→ TEXTE FOURNI:
La liberté religieuse, dit-on, est une conséquence trop éloignée du principe, pour qu'il n'y ait pas eu, de la part du directoire, un peu de législation à l'avoir tirée. Quoi! est-ce que la prohibition religieuse vous aurait paru plus facile, plus innocente à déduire? est-ce que, dans le principe reconnu et proclamé par vous, il se trouverait telle vertu cachée qu'il fût permis d'en tirer une loi d'intolérance? Est-ce que l'intolérance appartiendrait de plus près au principe, de sorte que dans l'alternative forcée où je suppose le directoire, de tirer du principe ou la liberté ou l'intolérance, on lui eût plus facilement pardonné d'y avoir trouvé la seconde conséquence que la première? A ce prix, nous n'aurions donc pas été accusés d'avoir usurpé le pouvoir législatif! Quelle pensée!

→ ACTIONS À FAIRE:
1 – Dans le texte fourni, quelle conséquence autre que la liberté le directoire aurait-il pu tirer du principe ?
2 – Recopiez le passage du texte fourni qui va de « La liberté religieuse, dit-on, est » jusqu'à « législatif! Quelle pensée! » inclus.
La liste qui suit est un document à part, sans lien avec ce texte.

→ DONNÉES FOURNIES:
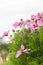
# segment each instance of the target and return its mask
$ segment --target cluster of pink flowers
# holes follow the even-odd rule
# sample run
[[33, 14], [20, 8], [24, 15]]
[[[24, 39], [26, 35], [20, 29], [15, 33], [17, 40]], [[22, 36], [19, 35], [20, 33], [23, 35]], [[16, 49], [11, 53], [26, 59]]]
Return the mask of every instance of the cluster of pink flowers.
[[[31, 19], [29, 20], [23, 20], [20, 19], [20, 22], [15, 22], [13, 24], [14, 29], [12, 29], [13, 32], [15, 32], [15, 29], [25, 27], [27, 29], [30, 29], [31, 32], [35, 32], [37, 29], [43, 26], [43, 12], [38, 13], [37, 15], [32, 15]], [[9, 31], [3, 33], [4, 36], [8, 36]], [[21, 34], [24, 34], [24, 32], [21, 32]], [[12, 37], [12, 35], [10, 35]], [[30, 49], [25, 49], [24, 45], [21, 45], [21, 48], [19, 51], [16, 53], [16, 58], [18, 58], [22, 53], [29, 54]]]
[[23, 20], [21, 19], [20, 22], [15, 22], [13, 24], [14, 28], [21, 28], [22, 26], [27, 27], [31, 30], [31, 32], [35, 32], [38, 28], [43, 26], [43, 12], [38, 13], [37, 15], [32, 15], [31, 19]]

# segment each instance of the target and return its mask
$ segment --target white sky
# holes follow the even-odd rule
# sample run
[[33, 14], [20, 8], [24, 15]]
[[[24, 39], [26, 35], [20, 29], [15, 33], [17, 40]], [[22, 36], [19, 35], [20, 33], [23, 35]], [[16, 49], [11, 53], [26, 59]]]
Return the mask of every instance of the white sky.
[[43, 0], [0, 0], [0, 36], [20, 18], [43, 11]]

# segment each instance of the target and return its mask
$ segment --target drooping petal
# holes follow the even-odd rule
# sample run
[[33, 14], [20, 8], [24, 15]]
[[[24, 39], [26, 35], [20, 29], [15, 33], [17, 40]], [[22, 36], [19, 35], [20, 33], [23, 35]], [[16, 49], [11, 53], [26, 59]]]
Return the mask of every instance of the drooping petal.
[[24, 50], [24, 45], [21, 45], [21, 49]]
[[16, 58], [18, 58], [22, 54], [21, 50], [17, 51]]

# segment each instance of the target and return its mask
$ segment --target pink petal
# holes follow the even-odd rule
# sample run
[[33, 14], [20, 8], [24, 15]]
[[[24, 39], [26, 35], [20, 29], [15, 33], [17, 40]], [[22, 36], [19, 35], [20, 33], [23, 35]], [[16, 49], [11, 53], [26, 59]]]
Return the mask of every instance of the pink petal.
[[24, 52], [25, 52], [26, 54], [29, 54], [29, 53], [30, 53], [30, 49], [25, 49]]
[[24, 45], [21, 45], [21, 49], [24, 50]]
[[6, 31], [6, 32], [4, 32], [2, 36], [3, 36], [3, 37], [4, 37], [4, 36], [8, 36], [8, 34], [9, 34], [9, 30]]
[[16, 58], [18, 58], [22, 54], [21, 50], [17, 51]]

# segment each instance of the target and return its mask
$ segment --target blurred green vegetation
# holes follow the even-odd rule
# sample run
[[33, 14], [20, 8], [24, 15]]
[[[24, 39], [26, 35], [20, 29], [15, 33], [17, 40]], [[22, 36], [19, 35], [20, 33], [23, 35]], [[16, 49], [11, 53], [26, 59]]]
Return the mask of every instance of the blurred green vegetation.
[[[24, 29], [24, 34], [18, 32], [15, 34], [12, 43], [0, 45], [0, 51], [6, 50], [9, 60], [3, 65], [43, 65], [43, 27], [40, 27], [35, 33]], [[30, 48], [30, 54], [23, 53], [16, 58], [16, 52], [20, 49], [21, 44], [26, 49]]]

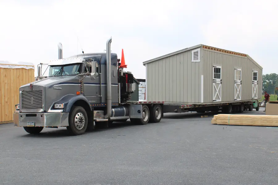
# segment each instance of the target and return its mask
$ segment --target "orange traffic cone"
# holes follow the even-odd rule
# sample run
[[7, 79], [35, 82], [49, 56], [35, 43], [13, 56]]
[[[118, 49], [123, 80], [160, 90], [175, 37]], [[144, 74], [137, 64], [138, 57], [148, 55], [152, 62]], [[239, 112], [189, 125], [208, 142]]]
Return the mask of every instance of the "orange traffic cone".
[[127, 65], [125, 65], [124, 62], [124, 49], [122, 49], [122, 58], [121, 59], [121, 65], [119, 66], [121, 68], [127, 68]]

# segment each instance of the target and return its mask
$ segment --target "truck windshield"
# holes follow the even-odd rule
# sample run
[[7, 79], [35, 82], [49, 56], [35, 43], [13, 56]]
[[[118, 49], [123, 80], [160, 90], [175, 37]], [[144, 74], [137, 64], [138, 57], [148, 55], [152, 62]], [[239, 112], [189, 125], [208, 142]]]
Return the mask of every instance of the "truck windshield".
[[82, 69], [81, 64], [50, 66], [48, 76], [76, 75], [81, 73]]

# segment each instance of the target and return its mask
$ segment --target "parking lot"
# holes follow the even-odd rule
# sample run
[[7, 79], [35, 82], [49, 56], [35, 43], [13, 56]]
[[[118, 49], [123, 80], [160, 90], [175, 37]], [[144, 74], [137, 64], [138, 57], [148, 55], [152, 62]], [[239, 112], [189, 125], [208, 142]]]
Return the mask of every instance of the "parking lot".
[[128, 121], [75, 136], [0, 125], [0, 184], [277, 184], [278, 128], [212, 125], [205, 114], [166, 114], [158, 123]]

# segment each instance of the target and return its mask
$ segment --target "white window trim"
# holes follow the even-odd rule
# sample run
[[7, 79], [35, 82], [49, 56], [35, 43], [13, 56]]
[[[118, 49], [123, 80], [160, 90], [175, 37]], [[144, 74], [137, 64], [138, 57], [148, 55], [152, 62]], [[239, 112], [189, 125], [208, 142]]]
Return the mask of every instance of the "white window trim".
[[[192, 62], [200, 62], [200, 48], [198, 48], [198, 49], [195, 49], [193, 50], [192, 50], [192, 51], [191, 51], [191, 57], [192, 58], [192, 61], [191, 61]], [[199, 57], [198, 57], [198, 60], [193, 60], [193, 53], [194, 53], [194, 52], [195, 52], [195, 51], [198, 51], [198, 53], [199, 53], [199, 55], [198, 55]]]

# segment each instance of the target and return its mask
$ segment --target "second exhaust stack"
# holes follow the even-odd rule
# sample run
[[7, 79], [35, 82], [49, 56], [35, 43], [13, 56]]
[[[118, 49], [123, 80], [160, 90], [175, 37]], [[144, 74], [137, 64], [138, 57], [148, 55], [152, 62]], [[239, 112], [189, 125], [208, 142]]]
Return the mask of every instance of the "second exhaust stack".
[[63, 47], [62, 44], [59, 43], [58, 44], [58, 59], [61, 59], [63, 58]]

→ RÉPONSES:
1 – L'intolérance.

2 –
La liberté religieuse, dit-on, est une conséquence trop éloignée du principe, pour qu'il n'y ait pas eu, de la part du directoire, un peu de législation à l'avoir tirée. Quoi! est-ce que la prohibition religieuse vous aurait paru plus facile, plus innocente à déduire? est-ce que, dans le principe reconnu et proclamé par vous, il se trouverait telle vertu cachée qu'il fût permis d'en tirer une loi d'intolérance? Est-ce que l'intolérance appartiendrait de plus près au principe, de sorte que dans l'alternative forcée où je suppose le directoire, de tirer du principe ou la liberté ou l'intolérance, on lui eût plus facilement pardonné d'y avoir trouvé la seconde conséquence que la première? A ce prix, nous n'aurions donc pas été accusés d'avoir usurpé le pouvoir législatif! Quelle pensée!